§ Source passage

In picking up where we left off… After a summer that was largely spent away from the race track (at times by choice, and often because we couldn’t seem to dodge the rain drops), we made what’s become an annual journey to Brainerd, MN. We left early enough to spend a day at the Mall of America. We’ve done that for the past couple years. My wife loves to shop (shocker, huh?), and little Gary digs the roller coasters and rides. Plus there’s easy, convenient parking for the rig and good eats (those keep me happy), so everyone wins.
Once we got to the track, Tommy Phillips and I hosted our final Super Seminar of the 2016 season for a small, but eager and active crowd. As usual, the seminar was a blast; thanks again to everyone who attended, and to the staff at BIR for accommodating our request.
Racing action started ominously. We were parked on a dirt road, about as far from the race track as possible (in an area that I didn’t even realize was part of the property). Following our first Super Comp time trial on Thursday, I looked at the sky. There was weather on the way, and I could see the clouds forming, but all accounts were that the wet stuff was over an hour away. So I went ahead to the staging lanes when Super Gas was called for their first session. That was a bad call. I ended up in the worst spot possible: when the skies opened I was literally dead in the middle of the staging lanes: four rows of cars to the left, the right, in front, and behind. By the time I turned the car around and pointed for the dirt road, I was completely soaked (it was the first time I was wishing I had a S/G car with a roof)!
To make matters worse, I knew I was returning to a trailer where two beautiful, and immaculately prepared dragsters were sitting outside in a muddy monsoon. By the time we got loaded up, Jessica and I were both dripping wet; despite our efforts to dry everything, our seat pads, helmets, and fire suits were still moist on Sunday! Ewww!

§ Data lines
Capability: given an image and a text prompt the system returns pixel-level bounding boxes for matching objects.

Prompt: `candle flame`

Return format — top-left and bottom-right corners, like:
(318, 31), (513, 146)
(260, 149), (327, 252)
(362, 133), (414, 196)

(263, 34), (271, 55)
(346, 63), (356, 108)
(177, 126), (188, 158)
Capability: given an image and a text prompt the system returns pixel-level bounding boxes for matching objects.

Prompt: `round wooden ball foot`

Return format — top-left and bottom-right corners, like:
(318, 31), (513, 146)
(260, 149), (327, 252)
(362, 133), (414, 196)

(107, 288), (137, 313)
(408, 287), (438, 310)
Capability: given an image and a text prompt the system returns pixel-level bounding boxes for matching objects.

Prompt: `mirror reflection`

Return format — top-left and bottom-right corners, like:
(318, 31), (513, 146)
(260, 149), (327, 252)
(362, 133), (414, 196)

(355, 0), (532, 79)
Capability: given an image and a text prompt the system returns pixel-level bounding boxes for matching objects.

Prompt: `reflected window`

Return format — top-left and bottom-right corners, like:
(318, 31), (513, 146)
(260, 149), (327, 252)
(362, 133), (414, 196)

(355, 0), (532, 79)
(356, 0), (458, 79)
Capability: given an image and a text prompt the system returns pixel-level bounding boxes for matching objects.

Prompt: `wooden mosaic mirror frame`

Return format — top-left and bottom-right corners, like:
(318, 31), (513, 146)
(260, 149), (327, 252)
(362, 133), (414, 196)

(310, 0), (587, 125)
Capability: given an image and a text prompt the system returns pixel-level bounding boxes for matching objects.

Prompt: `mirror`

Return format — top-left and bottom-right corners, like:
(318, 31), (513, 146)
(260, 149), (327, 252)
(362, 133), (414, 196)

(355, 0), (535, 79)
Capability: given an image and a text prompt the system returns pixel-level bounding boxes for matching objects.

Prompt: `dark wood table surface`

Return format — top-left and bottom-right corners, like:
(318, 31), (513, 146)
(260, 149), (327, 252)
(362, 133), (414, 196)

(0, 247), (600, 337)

§ Written tasks
1. Answer the following from the Brainerd race report.
(a) Where did the family spend a day before arriving in Brainerd?
(b) With whom did the writer host the final Super Seminar of the 2016 season?
(c) Which items were still moist on Sunday?
2. Reproduce the portion of the Brainerd race report between "Once we got" and "accommodating our request.", inclusive.
3. Carry on the Brainerd race report, beginning after its final sentence.

§ Answer set
1.
(a) The Mall of America.
(b) Tommy Phillips.
(c) The seat pads, helmets, and fire suits.

2.
Once we got to the track, Tommy Phillips and I hosted our final Super Seminar of the 2016 season for a small, but eager and active crowd. As usual, the seminar was a blast; thanks again to everyone who attended, and to the staff at BIR for accommodating our request.

3.
Competition got off to a great start; by mid-morning on Saturday we had all three entries: my K&N Filters Dragster, Jessica’s American Race Cars Dragster, and my Racing RV’s Corvette still in competition heading into the quarterfinal round in each respective category. It went downhill from there. Jessica lost in the quarterfinals with a bad lamp. I was super proud of her – it was her best performance in a national event and very fun to watch! A couple pairs later, my friend and eventual event winner Austin Sharpe dispatched me in the same category. The Super Gas quarterfinal and my impending matchup with Tommy Phillips got bumped back to Sunday morning.
There, we left the starting line together, and just as my car was about to kick off the throttle stop, it labored. Before I could pull my foot off the accelerator, the throttle stop opened… Then, as the one and only Anthony Bertozzi would say, “That bitch blew up.” That was the end of that.
In conclusion: 3 entries in the quarterfinals (visions of grandeur and multiple Wally’s)… 0 entries in the semi-finals. 1 blown up bullet. 3 soggy helmets.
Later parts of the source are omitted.